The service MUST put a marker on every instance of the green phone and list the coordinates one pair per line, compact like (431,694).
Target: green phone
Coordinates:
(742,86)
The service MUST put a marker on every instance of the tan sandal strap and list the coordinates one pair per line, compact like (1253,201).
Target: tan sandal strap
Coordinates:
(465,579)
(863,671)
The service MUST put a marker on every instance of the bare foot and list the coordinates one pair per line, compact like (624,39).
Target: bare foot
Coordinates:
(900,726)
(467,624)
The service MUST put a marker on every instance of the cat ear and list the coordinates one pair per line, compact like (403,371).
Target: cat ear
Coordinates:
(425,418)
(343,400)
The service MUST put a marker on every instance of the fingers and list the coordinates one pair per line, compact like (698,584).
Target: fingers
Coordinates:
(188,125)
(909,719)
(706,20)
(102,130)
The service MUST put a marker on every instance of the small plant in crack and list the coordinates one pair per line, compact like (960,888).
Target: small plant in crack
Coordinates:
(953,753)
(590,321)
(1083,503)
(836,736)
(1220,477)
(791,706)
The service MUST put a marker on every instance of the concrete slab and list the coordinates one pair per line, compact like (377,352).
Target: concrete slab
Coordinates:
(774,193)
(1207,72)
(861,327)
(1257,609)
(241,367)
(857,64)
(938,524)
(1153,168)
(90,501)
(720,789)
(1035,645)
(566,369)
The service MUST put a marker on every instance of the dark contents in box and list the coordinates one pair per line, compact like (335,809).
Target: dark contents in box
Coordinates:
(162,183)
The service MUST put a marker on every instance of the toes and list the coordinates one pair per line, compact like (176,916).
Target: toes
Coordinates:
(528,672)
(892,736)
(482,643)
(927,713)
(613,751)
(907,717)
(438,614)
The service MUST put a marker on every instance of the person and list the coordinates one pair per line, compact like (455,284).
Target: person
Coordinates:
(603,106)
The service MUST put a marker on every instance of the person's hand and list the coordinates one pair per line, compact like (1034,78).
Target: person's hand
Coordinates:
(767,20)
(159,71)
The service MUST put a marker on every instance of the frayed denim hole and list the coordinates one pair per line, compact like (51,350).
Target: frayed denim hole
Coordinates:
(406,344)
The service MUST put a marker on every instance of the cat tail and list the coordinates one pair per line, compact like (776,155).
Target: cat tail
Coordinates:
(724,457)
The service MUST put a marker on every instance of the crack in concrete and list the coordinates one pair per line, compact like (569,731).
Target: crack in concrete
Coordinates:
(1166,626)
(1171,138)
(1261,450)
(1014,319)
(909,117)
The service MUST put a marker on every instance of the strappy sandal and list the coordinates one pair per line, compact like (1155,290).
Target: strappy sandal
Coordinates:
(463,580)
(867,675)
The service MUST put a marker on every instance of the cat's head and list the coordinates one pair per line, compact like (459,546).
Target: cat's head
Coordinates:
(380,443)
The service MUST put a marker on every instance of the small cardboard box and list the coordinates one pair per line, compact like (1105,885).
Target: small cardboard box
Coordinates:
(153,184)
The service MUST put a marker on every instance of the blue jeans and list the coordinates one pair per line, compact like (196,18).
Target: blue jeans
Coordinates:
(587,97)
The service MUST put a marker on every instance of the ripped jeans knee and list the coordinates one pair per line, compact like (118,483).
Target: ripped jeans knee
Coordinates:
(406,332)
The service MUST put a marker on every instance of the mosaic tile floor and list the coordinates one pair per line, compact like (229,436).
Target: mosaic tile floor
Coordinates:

> What to work on
Please write out, word for word, the lines from the one holding "compact like (196,18)." through the end of the records, both ends included.

> Result of the task
The service MUST put a marker on every instance of the blue jeans and list the coordinates one pair per line, compact like (196,18).
Target: blue jeans
Coordinates:
(587,97)
The service MUST put a marker on every instance of the ripped jeans knee and list the coordinates one pair per line, compact like (118,483).
Target: ripped jeans knee
Coordinates:
(406,332)
The service MUST put a marker on every instance of the mosaic tile floor and list the coordinates one pair per line, compact like (229,436).
Target: mosaic tile floor
Coordinates:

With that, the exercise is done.